▶ Quoted passage:
▼

Chronic kidney disease (CKD) has become the third fastest-growing health concern globally, currently affecting around 850 million people. By 2040, it is projected to become the fifth leading cause of years of life lost, with an estimated annual mortality of 2.2 to 4 million people. Among its various forms, Chronic Kidney Disease of Unknown Etiology (CKDu) is the most perplexing, with no clear consensus on its origin. The disease lacks globally standardized diagnostic criteria and does not present a consistent clinical profile. Even the global authority Kidney Disease: Improving Global Outcomes (KDIGO) has remained silent on its underlying causes.
What is common worldwide, however, is the demographic it primarily affects—low-income agricultural workers in economically vulnerable communities, particularly across low- and lower-middle-income countries in Africa, Asia, and South America. According to the World Bank, CKD imposes the highest economic burden among all disease categories, suggesting the profound financial and social impact of CKDu on affected families in these regions.
This study focuses on Supebeda, a tribal village in the Gariabandh district of Chhattisgarh state in central India, where more than 100 deaths and over 300 hospitalizations have occurred due to CKDu. The issue gained widespread attention in 2018 following intense media coverage and public outcry. As the entire community relies solely on groundwater for all domestic and agricultural needs, residents raised concerns about its potential contamination. Recent studies in other regions have also increasingly pointed to groundwater quality as a significant contributing factor in CKDu’s emergence.
This research aimed to geochemically characterize the groundwater in Supebeda, focusing on rock–water interactions, the identification of potential pollutants, and their source apportionment using various statistical techniques. A range of hydrochemical tools—including hydrochemical interpolation and inter-ionic relationship analysis—were applied to extract the dominant geochemical signatures influencing groundwater chemistry and their sources.
Notably, this study represents one of the most comprehensive investigations of hydrogeochemistry in any CKDu-affected region worldwide, particularly in terms of the extent to which rock–water interactions have been explored. This makes the study a unique and globally significant contribution to understanding the environmental underpinnings of CKDu.

▲

▶ Recorded information:

▼

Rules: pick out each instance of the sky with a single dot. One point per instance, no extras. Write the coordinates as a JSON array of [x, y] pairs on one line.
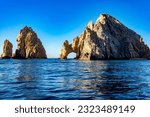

▲

▶ Goal of the exercise:
Reproduce word for word the section of the kidney disease text above that opens with the words "What is common" and closes with "in these regions.".

▶ Solution:
What is common worldwide, however, is the demographic it primarily affects—low-income agricultural workers in economically vulnerable communities, particularly across low- and lower-middle-income countries in Africa, Asia, and South America. According to the World Bank, CKD imposes the highest economic burden among all disease categories, suggesting the profound financial and social impact of CKDu on affected families in these regions.